_SUPPLIED INFORMATION_
------------------------------------------------
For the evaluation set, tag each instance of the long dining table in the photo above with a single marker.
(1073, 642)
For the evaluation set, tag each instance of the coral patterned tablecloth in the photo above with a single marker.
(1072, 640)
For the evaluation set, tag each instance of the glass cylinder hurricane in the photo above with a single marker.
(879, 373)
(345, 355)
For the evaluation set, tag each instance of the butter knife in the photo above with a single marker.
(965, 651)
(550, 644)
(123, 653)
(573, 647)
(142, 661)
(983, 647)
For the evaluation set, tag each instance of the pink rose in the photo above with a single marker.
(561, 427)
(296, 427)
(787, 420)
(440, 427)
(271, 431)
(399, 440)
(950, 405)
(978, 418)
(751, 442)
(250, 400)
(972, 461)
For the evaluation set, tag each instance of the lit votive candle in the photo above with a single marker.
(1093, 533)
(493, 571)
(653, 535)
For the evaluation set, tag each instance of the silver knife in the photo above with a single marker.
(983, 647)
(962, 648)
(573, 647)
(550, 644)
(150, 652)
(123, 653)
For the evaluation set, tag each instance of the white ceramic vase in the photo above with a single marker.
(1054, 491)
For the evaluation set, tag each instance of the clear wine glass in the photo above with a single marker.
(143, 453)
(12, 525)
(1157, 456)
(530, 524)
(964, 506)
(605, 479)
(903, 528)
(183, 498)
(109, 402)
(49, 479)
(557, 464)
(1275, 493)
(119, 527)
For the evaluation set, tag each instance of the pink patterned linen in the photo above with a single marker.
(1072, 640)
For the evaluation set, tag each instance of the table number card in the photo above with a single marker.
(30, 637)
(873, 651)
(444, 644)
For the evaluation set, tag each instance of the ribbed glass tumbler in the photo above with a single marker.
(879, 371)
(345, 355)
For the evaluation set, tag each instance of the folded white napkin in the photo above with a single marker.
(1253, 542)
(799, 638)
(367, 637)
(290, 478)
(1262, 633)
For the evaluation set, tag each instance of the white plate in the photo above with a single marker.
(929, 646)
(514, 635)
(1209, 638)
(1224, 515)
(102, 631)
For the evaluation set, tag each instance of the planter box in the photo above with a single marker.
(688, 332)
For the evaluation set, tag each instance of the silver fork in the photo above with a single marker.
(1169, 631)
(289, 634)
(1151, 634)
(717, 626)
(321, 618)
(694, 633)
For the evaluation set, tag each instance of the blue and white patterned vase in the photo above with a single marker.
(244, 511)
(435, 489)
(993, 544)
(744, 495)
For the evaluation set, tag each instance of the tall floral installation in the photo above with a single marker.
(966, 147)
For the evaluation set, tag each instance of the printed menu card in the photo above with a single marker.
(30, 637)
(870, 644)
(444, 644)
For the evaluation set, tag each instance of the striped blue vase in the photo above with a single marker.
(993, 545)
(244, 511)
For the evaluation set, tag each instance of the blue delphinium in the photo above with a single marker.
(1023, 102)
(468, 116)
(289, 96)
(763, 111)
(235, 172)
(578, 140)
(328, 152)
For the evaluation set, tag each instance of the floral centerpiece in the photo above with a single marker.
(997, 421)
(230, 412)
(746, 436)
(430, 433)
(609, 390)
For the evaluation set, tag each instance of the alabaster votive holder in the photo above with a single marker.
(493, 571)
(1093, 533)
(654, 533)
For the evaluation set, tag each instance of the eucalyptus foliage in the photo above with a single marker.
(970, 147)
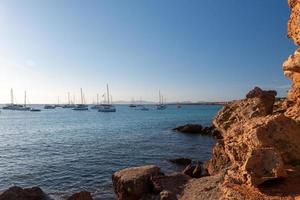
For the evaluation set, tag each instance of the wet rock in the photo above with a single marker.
(83, 195)
(170, 185)
(189, 128)
(133, 183)
(18, 193)
(189, 170)
(197, 172)
(181, 161)
(219, 161)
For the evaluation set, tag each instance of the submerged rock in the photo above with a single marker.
(18, 193)
(181, 161)
(83, 195)
(133, 183)
(198, 129)
(189, 128)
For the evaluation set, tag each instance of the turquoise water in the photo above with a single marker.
(65, 151)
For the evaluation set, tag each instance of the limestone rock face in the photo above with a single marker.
(132, 183)
(219, 160)
(260, 149)
(291, 68)
(83, 195)
(258, 103)
(294, 22)
(17, 193)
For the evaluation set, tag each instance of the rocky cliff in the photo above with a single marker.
(258, 156)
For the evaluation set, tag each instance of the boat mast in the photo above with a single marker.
(159, 97)
(81, 95)
(11, 96)
(25, 99)
(107, 93)
(69, 98)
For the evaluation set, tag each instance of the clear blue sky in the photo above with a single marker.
(191, 50)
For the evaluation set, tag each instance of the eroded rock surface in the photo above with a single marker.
(18, 193)
(83, 195)
(133, 183)
(257, 103)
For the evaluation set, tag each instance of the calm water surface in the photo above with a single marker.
(65, 151)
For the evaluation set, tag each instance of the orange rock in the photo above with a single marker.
(294, 22)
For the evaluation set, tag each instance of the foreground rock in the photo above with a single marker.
(18, 193)
(181, 161)
(258, 103)
(83, 195)
(198, 129)
(189, 128)
(133, 183)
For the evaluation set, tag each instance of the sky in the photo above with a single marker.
(195, 50)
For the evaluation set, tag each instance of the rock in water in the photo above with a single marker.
(189, 170)
(189, 128)
(294, 22)
(83, 195)
(197, 172)
(181, 161)
(133, 183)
(18, 193)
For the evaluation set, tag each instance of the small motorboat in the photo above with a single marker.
(35, 110)
(144, 108)
(107, 108)
(81, 107)
(49, 107)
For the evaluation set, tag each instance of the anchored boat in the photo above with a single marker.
(108, 107)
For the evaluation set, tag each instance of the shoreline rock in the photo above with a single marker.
(198, 129)
(18, 193)
(133, 183)
(181, 161)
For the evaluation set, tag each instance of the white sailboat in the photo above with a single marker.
(24, 107)
(97, 106)
(12, 105)
(82, 106)
(161, 105)
(108, 107)
(69, 105)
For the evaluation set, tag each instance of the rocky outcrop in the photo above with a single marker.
(291, 69)
(189, 128)
(169, 186)
(198, 129)
(181, 161)
(18, 193)
(219, 160)
(83, 195)
(133, 183)
(193, 171)
(294, 22)
(258, 103)
(258, 155)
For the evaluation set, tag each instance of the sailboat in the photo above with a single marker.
(69, 105)
(97, 106)
(24, 107)
(81, 107)
(132, 105)
(108, 107)
(12, 105)
(161, 105)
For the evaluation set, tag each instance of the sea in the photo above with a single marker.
(65, 151)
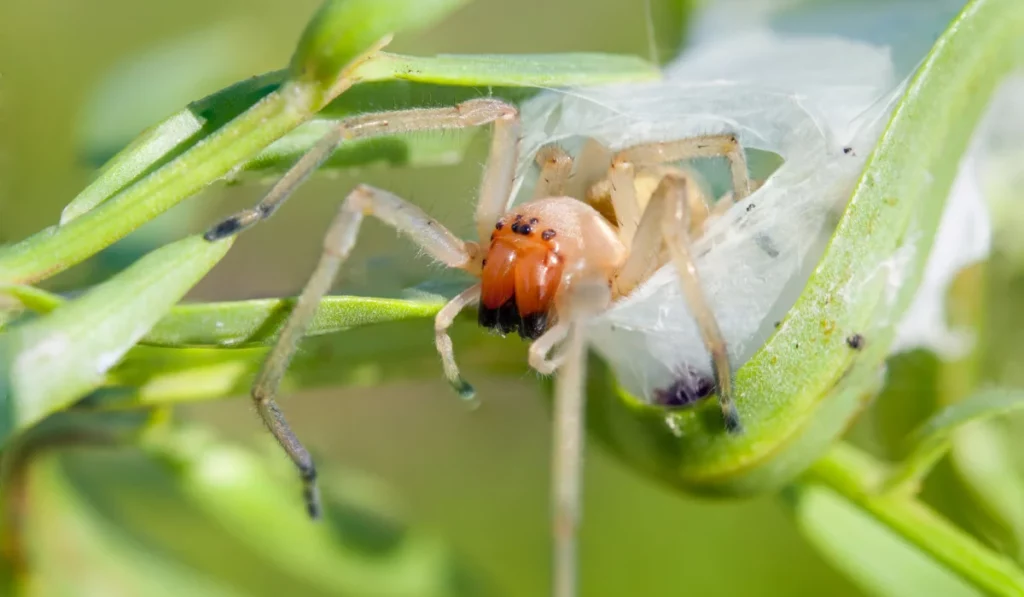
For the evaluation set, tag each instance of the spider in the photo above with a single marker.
(545, 266)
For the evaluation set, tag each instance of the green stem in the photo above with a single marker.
(56, 249)
(856, 475)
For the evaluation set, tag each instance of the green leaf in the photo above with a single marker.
(188, 512)
(983, 457)
(870, 554)
(363, 356)
(933, 439)
(258, 322)
(342, 30)
(74, 550)
(235, 324)
(799, 392)
(856, 476)
(49, 363)
(364, 547)
(509, 71)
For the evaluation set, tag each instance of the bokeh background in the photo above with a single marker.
(479, 479)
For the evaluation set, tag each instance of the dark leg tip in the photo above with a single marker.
(225, 228)
(466, 391)
(313, 507)
(731, 419)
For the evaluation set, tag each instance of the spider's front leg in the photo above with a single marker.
(625, 164)
(406, 217)
(666, 222)
(426, 231)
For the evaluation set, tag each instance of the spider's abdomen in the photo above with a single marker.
(527, 256)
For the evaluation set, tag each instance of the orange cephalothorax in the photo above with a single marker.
(521, 273)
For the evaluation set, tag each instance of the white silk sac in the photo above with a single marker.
(819, 103)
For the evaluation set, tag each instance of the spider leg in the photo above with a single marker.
(585, 298)
(541, 347)
(468, 114)
(556, 166)
(671, 200)
(723, 145)
(442, 322)
(406, 217)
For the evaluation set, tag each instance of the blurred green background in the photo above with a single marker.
(479, 479)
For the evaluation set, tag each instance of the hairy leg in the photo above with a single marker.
(406, 217)
(556, 166)
(671, 200)
(468, 114)
(442, 322)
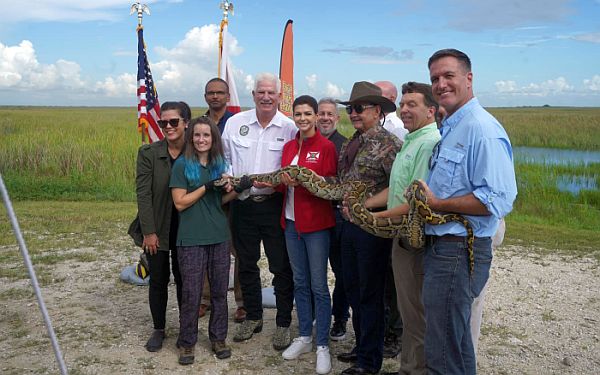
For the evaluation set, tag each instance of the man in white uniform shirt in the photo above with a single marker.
(392, 123)
(253, 141)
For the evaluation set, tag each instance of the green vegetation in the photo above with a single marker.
(59, 162)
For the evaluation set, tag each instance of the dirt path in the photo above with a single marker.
(542, 316)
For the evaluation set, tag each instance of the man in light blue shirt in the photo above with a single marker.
(472, 173)
(417, 111)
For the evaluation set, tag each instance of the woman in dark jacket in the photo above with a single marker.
(158, 217)
(306, 220)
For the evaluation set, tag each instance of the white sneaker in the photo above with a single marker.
(300, 345)
(323, 360)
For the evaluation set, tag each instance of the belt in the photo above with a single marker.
(447, 238)
(258, 198)
(431, 239)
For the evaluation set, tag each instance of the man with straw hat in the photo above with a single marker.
(368, 157)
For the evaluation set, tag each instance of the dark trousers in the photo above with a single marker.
(365, 260)
(393, 320)
(158, 289)
(252, 223)
(195, 262)
(340, 305)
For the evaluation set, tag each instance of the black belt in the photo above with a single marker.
(259, 198)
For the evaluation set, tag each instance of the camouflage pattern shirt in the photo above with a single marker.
(373, 162)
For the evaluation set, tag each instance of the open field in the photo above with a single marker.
(541, 316)
(88, 154)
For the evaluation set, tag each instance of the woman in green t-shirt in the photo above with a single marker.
(203, 236)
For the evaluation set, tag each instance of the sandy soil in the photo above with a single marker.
(542, 316)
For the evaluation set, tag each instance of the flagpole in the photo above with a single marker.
(226, 6)
(140, 9)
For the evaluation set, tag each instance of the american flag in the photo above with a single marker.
(148, 106)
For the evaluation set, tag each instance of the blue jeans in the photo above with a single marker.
(448, 293)
(308, 253)
(340, 306)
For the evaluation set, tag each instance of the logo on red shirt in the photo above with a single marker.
(312, 156)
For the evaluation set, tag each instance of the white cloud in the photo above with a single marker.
(587, 37)
(546, 88)
(20, 69)
(592, 84)
(125, 84)
(311, 82)
(249, 83)
(185, 68)
(334, 91)
(179, 72)
(477, 15)
(506, 86)
(62, 10)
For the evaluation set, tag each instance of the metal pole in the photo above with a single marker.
(32, 276)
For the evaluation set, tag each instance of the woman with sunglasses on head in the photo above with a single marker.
(203, 235)
(158, 217)
(306, 220)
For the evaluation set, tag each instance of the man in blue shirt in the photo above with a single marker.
(472, 173)
(216, 95)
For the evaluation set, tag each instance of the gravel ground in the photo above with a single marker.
(542, 316)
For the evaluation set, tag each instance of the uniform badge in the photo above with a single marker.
(312, 156)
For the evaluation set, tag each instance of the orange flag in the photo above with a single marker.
(225, 72)
(286, 70)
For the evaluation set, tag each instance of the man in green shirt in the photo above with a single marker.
(417, 111)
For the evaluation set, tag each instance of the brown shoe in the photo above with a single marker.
(239, 315)
(202, 310)
(186, 356)
(221, 349)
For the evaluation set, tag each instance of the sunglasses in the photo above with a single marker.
(358, 108)
(217, 93)
(174, 122)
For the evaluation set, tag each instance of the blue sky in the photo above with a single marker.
(73, 52)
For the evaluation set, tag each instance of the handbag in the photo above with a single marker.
(135, 231)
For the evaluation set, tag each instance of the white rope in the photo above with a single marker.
(32, 276)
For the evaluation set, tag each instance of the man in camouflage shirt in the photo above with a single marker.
(367, 156)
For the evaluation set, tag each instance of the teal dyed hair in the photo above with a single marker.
(217, 165)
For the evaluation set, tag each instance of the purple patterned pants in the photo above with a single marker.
(194, 262)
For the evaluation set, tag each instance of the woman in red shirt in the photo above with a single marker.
(306, 220)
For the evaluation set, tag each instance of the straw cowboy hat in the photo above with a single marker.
(366, 92)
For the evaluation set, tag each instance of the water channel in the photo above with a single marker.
(551, 156)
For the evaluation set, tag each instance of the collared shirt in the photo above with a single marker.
(373, 162)
(251, 149)
(474, 156)
(337, 139)
(222, 120)
(412, 162)
(394, 125)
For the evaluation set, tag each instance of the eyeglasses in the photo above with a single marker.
(218, 93)
(358, 108)
(434, 155)
(174, 122)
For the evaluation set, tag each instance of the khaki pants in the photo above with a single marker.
(237, 290)
(477, 306)
(408, 276)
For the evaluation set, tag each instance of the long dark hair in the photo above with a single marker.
(217, 164)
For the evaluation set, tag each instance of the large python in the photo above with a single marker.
(409, 227)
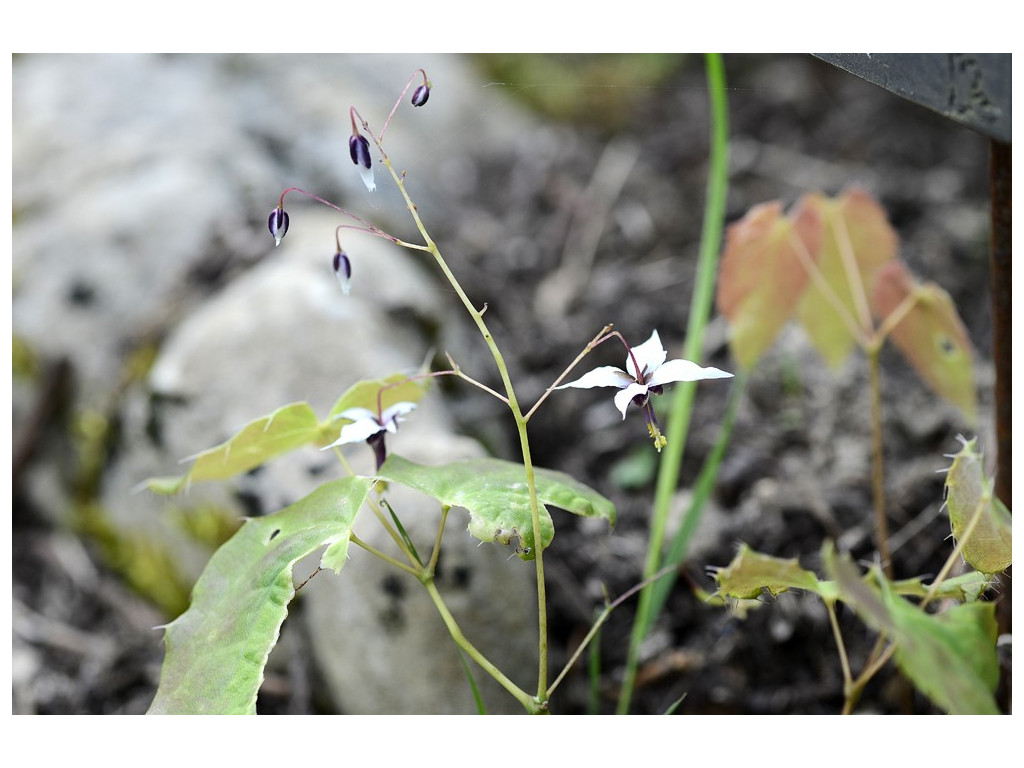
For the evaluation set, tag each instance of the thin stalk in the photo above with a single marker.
(679, 419)
(878, 459)
(701, 492)
(513, 403)
(528, 702)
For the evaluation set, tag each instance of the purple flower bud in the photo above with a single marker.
(278, 224)
(358, 147)
(421, 94)
(342, 270)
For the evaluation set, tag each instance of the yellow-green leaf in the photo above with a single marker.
(284, 430)
(763, 274)
(857, 240)
(217, 649)
(969, 493)
(930, 335)
(497, 497)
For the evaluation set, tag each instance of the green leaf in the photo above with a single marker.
(931, 335)
(286, 429)
(965, 588)
(763, 275)
(496, 495)
(857, 241)
(989, 547)
(751, 572)
(392, 389)
(217, 649)
(949, 656)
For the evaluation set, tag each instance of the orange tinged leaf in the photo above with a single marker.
(931, 335)
(762, 275)
(857, 241)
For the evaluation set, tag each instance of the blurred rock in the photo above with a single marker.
(141, 189)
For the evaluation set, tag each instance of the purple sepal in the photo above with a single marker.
(358, 147)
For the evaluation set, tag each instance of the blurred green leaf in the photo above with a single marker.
(949, 656)
(857, 241)
(762, 275)
(285, 430)
(217, 649)
(751, 573)
(392, 389)
(497, 497)
(931, 335)
(989, 548)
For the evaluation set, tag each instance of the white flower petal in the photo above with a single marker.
(649, 355)
(606, 376)
(357, 431)
(392, 416)
(368, 176)
(680, 370)
(356, 414)
(624, 398)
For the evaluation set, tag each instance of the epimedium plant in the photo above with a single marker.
(217, 649)
(832, 262)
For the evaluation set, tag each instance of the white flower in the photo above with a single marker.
(367, 426)
(646, 373)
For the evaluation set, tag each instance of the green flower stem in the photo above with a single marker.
(513, 403)
(679, 419)
(375, 508)
(872, 352)
(386, 558)
(528, 702)
(432, 565)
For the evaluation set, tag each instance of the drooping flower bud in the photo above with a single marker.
(421, 94)
(278, 224)
(343, 270)
(358, 148)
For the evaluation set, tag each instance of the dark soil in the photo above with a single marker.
(797, 471)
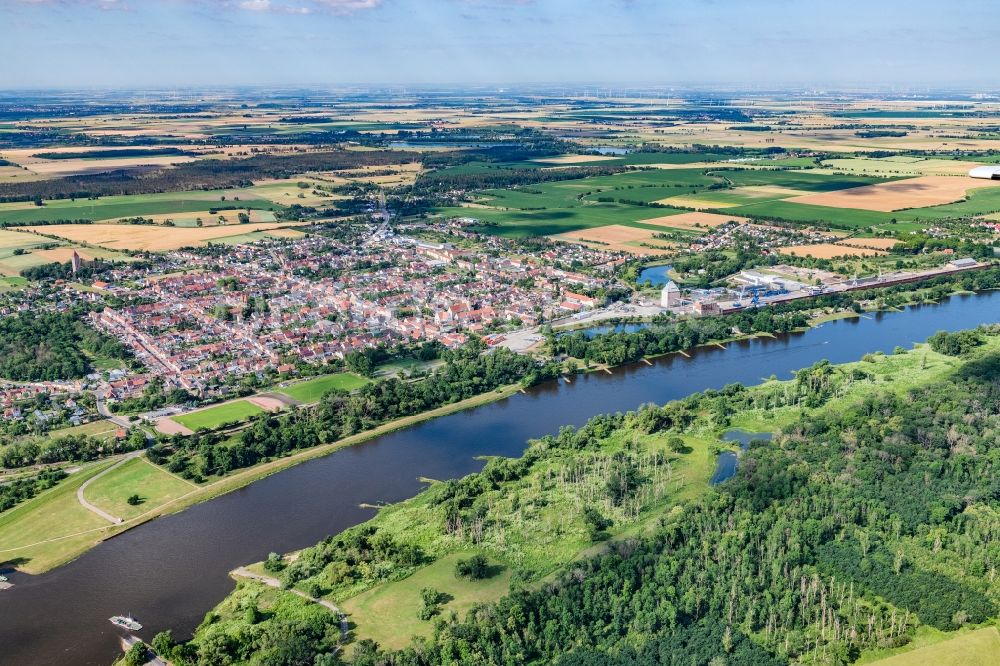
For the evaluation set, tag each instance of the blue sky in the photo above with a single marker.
(746, 43)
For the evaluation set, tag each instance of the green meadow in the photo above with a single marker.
(213, 417)
(311, 390)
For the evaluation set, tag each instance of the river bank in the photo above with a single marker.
(168, 572)
(43, 555)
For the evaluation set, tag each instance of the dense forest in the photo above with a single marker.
(200, 175)
(860, 521)
(51, 346)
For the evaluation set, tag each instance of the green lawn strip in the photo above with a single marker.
(138, 476)
(101, 429)
(213, 417)
(311, 390)
(389, 614)
(52, 514)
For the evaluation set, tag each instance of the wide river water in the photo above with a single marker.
(171, 571)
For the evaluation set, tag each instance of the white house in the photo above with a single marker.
(670, 295)
(987, 172)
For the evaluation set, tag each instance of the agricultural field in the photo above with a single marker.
(979, 647)
(311, 390)
(105, 430)
(117, 207)
(149, 237)
(27, 531)
(154, 485)
(565, 208)
(921, 192)
(828, 251)
(616, 237)
(213, 417)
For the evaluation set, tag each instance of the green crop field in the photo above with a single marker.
(213, 417)
(806, 213)
(153, 485)
(12, 283)
(27, 530)
(564, 206)
(99, 429)
(523, 223)
(312, 390)
(975, 648)
(798, 180)
(389, 614)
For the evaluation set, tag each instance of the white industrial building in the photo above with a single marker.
(670, 295)
(987, 172)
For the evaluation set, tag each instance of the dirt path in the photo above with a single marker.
(90, 507)
(243, 572)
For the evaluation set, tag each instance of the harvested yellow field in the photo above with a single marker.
(828, 251)
(900, 194)
(14, 239)
(898, 167)
(871, 243)
(208, 219)
(694, 220)
(617, 238)
(576, 159)
(148, 237)
(689, 165)
(63, 254)
(18, 175)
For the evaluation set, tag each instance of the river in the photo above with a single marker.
(170, 571)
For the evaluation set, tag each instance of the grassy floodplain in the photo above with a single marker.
(536, 521)
(213, 417)
(38, 536)
(311, 390)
------------------------------------------------
_SET EXERCISE_
Could you rename "field" to "plot" in the data from the line containing "For the evaluation set, tag each instance of the wide" through the end, leaving all else unchanged, and return only those lines?

_IN RESPONSE_
For the evaluation set, tag each instance of the wide river water in the photo above with a single marker.
(171, 571)
For the evaluation set, tag each instance of the white house in the photo above with a single marker.
(670, 295)
(987, 172)
For the evaluation set, tag each instance of the agricultural plot in the photo above with a single marker.
(979, 647)
(311, 390)
(105, 430)
(117, 207)
(149, 237)
(27, 531)
(154, 485)
(565, 208)
(921, 192)
(828, 251)
(616, 237)
(213, 417)
For the evaluation set, tag each instance of the green crop plot in the photo above with a single marker.
(213, 417)
(806, 213)
(153, 485)
(12, 283)
(27, 530)
(564, 206)
(99, 429)
(523, 223)
(312, 390)
(975, 648)
(798, 180)
(389, 614)
For the evaluation set, tag each instance of the white industrial building in the photo above with a single marker.
(670, 295)
(987, 172)
For the evaluation set, tag each instance of the dirt path in the photo above with a single marker.
(90, 507)
(243, 572)
For the evaluation set, tag each instance of the harvested yellow plot in the photo above with a single marker.
(828, 251)
(900, 194)
(14, 239)
(898, 167)
(871, 243)
(208, 219)
(694, 220)
(617, 238)
(576, 159)
(148, 237)
(689, 165)
(63, 254)
(18, 175)
For the evaluation set, tag each instance of the river in the photo above with a single marker.
(170, 571)
For the evaluation set, tag each instance of the grassy floodplain in the photo above with a single marker.
(536, 521)
(213, 417)
(38, 536)
(311, 390)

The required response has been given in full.